[AVAILABLE DATA Boundary: Start]

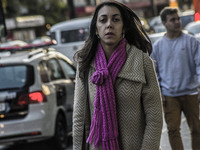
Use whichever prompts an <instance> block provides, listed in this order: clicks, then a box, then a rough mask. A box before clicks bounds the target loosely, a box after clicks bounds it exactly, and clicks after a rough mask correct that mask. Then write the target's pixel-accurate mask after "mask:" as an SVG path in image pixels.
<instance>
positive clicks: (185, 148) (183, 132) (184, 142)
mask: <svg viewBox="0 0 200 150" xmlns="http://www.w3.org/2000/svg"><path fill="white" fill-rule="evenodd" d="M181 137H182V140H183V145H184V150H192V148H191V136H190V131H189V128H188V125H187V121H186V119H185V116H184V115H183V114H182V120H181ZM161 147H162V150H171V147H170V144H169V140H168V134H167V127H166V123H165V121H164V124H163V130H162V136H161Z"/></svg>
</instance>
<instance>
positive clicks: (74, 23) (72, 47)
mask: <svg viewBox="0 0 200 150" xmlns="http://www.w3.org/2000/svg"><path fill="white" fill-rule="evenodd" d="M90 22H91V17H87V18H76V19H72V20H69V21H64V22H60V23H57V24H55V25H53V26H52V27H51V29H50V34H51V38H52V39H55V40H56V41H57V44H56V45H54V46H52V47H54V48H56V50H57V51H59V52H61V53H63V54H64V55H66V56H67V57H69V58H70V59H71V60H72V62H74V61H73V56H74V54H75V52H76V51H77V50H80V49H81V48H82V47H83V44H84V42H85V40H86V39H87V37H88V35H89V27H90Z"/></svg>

[AVAILABLE DATA Boundary: End]

Count the lines of the material above that contain the string "mask", matching case exactly, and give only the number.

3